§ **Exercise**: Update the material below, starting at the line that contains "Target: man's hand" and ending at the end of the material, by replacing "coral" with "reef" and leaving everything else unchanged. Return only those lines.

[Dataset records]
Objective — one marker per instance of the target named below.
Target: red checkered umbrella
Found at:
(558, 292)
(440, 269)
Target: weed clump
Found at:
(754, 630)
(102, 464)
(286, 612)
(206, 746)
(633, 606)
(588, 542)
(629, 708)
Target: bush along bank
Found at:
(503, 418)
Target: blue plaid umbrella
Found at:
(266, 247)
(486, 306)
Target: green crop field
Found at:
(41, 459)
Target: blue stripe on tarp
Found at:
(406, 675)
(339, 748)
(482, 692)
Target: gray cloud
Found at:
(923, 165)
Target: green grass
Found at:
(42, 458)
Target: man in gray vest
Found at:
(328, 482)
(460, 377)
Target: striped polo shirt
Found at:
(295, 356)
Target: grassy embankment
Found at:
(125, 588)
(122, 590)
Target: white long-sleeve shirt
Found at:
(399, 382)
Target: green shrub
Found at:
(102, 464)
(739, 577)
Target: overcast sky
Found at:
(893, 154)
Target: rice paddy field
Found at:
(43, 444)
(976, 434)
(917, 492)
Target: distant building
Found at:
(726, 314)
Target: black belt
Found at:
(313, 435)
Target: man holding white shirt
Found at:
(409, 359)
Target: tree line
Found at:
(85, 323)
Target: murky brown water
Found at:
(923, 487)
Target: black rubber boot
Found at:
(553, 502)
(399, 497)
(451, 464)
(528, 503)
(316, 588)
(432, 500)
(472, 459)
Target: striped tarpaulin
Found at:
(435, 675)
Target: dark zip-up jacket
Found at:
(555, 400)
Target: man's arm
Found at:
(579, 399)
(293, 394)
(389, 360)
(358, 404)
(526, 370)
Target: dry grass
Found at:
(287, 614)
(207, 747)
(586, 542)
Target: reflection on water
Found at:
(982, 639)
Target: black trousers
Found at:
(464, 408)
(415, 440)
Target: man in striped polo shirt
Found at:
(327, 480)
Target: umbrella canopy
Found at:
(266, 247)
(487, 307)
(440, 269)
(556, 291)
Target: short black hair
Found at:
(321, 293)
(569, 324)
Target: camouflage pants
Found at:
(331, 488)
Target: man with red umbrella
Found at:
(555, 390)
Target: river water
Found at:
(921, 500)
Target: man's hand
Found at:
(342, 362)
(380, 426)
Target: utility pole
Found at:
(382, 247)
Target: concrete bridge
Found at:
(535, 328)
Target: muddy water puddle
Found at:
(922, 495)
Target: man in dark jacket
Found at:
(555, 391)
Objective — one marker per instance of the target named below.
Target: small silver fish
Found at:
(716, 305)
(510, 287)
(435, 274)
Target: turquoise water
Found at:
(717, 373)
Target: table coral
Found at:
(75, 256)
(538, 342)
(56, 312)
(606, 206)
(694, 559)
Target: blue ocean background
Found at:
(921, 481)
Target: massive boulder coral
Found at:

§ **Completed task**:
Target: man's hand
Found at:
(342, 362)
(380, 426)
Target: utility pole
Found at:
(382, 247)
Target: concrete bridge
Found at:
(535, 328)
Target: muddy water puddle
Found at:
(922, 495)
Target: man in dark jacket
Found at:
(555, 391)
Objective — one marker per instance of the target named below.
Target: small silver fish
Found at:
(716, 305)
(510, 287)
(435, 274)
Target: turquoise water
Found at:
(717, 373)
Target: table reef
Found at:
(75, 256)
(538, 342)
(56, 312)
(606, 206)
(694, 559)
Target: blue ocean background
Found at:
(921, 481)
Target: massive boulder reef
Found at:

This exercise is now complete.